Stored items from a collection
*-*-*
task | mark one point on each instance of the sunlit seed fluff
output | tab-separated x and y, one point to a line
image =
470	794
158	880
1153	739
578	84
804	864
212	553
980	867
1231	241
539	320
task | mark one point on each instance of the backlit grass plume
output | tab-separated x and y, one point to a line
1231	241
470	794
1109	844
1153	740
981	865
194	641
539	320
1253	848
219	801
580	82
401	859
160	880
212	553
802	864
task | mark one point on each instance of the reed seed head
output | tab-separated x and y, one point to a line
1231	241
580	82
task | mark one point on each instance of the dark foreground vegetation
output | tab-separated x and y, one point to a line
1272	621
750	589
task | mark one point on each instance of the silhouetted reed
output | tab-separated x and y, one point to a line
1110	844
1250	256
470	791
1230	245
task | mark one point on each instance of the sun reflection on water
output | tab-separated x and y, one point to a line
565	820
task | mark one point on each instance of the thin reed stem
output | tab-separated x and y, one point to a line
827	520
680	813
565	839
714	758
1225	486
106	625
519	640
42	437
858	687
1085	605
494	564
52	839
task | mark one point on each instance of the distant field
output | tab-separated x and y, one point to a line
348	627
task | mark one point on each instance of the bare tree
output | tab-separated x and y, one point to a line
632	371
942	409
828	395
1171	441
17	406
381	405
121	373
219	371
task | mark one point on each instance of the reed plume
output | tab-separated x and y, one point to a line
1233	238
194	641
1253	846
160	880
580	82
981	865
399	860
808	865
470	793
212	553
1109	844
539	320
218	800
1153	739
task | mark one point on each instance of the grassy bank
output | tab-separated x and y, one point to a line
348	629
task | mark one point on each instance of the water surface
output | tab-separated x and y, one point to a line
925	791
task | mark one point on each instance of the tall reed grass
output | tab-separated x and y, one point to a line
*-*-*
◆ Task instructions:
Above are some records; copy each line there that contains "water".

◆ Task output:
task | mark one point on each instance of the sun reflection on water
task | mark one point on each instance of the water surface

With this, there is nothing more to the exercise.